DIRECTION. Every line from the one with "For the scouting tally, point out every instance of the dark" to the end of the data needs to be copied exactly, and no line before it.

** start PROVIDED DATA **

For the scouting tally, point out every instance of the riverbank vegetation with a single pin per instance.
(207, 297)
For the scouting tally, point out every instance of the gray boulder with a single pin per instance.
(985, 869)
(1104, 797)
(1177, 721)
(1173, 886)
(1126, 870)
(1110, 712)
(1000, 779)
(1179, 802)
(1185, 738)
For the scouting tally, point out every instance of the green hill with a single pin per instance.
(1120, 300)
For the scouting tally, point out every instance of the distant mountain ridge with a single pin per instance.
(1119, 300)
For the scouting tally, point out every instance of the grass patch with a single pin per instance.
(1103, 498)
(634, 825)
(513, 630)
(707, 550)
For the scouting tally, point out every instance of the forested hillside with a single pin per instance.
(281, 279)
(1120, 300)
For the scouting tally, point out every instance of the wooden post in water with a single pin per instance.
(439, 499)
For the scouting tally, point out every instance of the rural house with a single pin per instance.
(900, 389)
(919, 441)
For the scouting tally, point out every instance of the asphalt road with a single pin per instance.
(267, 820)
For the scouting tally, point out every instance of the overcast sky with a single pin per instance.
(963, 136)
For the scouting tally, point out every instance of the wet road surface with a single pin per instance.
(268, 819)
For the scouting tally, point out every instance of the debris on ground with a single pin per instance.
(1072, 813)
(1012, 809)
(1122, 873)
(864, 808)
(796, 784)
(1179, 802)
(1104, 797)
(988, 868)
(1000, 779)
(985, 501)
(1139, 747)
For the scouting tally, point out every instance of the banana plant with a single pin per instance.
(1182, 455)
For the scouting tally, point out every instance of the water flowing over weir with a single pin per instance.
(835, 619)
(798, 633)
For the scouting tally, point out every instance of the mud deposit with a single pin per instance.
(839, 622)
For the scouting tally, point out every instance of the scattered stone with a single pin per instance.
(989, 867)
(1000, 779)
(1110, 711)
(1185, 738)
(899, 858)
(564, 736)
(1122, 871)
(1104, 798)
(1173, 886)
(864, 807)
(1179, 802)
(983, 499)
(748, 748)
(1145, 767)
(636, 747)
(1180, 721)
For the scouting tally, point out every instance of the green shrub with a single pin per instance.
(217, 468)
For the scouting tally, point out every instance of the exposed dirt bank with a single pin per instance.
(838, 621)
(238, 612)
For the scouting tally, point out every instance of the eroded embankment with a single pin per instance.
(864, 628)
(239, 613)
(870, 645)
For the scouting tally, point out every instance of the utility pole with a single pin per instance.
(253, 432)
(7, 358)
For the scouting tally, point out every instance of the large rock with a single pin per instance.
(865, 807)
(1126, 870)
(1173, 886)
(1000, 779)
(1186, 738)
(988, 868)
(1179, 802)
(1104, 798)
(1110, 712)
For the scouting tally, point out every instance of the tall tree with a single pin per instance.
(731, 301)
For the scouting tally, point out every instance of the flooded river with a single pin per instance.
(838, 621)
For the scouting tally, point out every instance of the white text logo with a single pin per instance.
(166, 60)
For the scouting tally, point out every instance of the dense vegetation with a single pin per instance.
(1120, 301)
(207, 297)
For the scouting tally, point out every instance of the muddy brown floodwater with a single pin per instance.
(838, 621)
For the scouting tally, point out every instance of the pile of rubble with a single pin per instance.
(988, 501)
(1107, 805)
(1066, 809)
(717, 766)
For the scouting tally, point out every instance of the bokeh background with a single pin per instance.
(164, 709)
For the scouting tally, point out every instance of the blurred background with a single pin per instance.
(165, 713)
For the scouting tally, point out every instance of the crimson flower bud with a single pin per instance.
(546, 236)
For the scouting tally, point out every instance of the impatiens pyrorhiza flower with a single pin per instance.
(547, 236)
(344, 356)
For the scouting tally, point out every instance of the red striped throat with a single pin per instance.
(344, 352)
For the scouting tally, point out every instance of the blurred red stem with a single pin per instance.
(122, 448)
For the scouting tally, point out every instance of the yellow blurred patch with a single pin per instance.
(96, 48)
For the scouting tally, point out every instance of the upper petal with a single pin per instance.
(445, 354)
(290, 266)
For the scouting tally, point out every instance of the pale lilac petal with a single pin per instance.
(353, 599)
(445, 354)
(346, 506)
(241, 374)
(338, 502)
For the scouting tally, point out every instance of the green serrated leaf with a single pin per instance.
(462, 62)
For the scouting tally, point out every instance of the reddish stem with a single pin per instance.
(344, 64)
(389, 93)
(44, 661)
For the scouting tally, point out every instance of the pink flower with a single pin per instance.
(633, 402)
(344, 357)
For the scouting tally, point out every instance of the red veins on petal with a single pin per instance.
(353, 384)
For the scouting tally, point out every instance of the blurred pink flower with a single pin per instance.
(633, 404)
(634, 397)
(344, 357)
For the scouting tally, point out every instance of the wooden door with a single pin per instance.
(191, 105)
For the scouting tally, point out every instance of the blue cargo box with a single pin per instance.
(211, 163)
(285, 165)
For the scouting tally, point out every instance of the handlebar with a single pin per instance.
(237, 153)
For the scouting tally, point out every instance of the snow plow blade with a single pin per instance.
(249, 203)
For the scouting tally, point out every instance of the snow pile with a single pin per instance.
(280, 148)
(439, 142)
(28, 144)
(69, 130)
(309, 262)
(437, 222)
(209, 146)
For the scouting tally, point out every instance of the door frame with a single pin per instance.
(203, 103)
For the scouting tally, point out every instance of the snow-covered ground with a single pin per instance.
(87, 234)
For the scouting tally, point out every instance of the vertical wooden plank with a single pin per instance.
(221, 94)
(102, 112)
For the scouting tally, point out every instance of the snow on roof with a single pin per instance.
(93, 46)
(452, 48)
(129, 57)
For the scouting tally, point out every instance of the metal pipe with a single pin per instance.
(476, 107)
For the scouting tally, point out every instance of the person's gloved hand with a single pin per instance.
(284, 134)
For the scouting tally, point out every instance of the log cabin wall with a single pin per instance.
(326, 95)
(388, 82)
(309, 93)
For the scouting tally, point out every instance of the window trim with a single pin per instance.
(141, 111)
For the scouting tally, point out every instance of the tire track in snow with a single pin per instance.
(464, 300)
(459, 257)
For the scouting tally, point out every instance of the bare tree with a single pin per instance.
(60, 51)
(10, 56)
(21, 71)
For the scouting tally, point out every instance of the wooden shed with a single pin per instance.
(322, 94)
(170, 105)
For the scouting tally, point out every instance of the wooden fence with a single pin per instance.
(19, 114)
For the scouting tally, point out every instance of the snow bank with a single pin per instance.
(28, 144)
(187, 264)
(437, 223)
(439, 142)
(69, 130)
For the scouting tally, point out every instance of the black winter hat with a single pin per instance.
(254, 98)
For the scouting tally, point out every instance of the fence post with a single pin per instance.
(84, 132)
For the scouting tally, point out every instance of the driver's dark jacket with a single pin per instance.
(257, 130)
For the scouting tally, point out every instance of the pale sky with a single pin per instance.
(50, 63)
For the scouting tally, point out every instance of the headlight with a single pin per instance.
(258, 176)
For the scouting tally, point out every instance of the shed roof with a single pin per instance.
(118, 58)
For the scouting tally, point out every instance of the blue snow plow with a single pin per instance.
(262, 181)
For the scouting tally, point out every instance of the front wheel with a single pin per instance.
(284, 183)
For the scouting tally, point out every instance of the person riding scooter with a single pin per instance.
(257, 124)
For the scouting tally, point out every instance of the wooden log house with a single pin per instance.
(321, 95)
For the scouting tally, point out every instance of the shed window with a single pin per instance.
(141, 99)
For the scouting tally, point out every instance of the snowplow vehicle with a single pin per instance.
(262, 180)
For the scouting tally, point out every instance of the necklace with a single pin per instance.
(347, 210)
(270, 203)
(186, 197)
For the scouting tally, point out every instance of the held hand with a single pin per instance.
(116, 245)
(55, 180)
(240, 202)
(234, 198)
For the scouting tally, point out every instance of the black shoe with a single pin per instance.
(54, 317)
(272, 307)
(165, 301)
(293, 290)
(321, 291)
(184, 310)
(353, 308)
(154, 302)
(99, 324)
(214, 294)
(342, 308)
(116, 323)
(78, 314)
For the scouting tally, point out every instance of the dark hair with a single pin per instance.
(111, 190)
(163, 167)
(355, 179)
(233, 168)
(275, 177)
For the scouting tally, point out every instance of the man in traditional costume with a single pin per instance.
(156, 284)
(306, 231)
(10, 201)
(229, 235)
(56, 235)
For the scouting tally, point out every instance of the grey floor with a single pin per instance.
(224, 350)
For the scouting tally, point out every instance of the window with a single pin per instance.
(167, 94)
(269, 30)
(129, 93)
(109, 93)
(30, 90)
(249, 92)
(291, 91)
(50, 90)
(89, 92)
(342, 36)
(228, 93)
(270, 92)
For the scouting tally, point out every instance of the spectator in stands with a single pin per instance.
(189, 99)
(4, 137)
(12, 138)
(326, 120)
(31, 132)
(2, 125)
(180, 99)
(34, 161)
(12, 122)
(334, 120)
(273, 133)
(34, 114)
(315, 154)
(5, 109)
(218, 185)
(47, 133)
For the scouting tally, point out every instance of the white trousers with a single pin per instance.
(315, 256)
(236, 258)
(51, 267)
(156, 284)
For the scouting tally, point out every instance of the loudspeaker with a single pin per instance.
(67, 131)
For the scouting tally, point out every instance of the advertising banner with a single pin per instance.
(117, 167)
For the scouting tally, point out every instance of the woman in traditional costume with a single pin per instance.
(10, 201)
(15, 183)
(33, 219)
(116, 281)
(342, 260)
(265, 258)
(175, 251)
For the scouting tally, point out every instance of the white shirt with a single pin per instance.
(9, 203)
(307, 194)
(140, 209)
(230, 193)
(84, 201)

** end PROVIDED DATA **

COMPLETED TASK.
For the scouting tally, point out every instance of the dark hair with a single pin per instance.
(111, 190)
(163, 167)
(355, 179)
(233, 168)
(275, 177)
For the scouting tally, point out every instance of the man in traditional costume with a single pin per instance.
(156, 284)
(306, 231)
(10, 201)
(229, 235)
(56, 235)
For the scouting tally, point out every instance of the grey floor with a single pin per instance.
(224, 350)
For the scouting tally, point out every instance of the window with a single pin per instance.
(167, 94)
(269, 30)
(129, 93)
(109, 93)
(30, 90)
(249, 92)
(291, 91)
(50, 90)
(89, 92)
(342, 36)
(228, 93)
(270, 92)
For the scouting tally, point out every instance of the spectator in stands with a single pin per instance.
(189, 99)
(4, 137)
(12, 138)
(326, 120)
(31, 132)
(2, 125)
(180, 99)
(34, 161)
(12, 122)
(334, 120)
(273, 133)
(34, 114)
(315, 154)
(5, 109)
(218, 185)
(47, 133)
For the scouting tally, point out every instance of the white trousers with a single pin per instance.
(315, 256)
(236, 258)
(51, 267)
(156, 284)
For the scouting tally, point out every instance of the loudspeaker with a single pin per instance.
(67, 131)
For the scouting tally, point out every instance of the advertising banner with a single pin per instance.
(117, 167)
For the scouting tally, point out every instance of the woman in traditional costume with a single pin per instance.
(10, 201)
(15, 183)
(33, 219)
(116, 281)
(342, 260)
(265, 258)
(175, 251)
For the scouting tally, point out every instance of the white shirt with a single pin per instance.
(9, 203)
(307, 194)
(140, 209)
(230, 193)
(84, 201)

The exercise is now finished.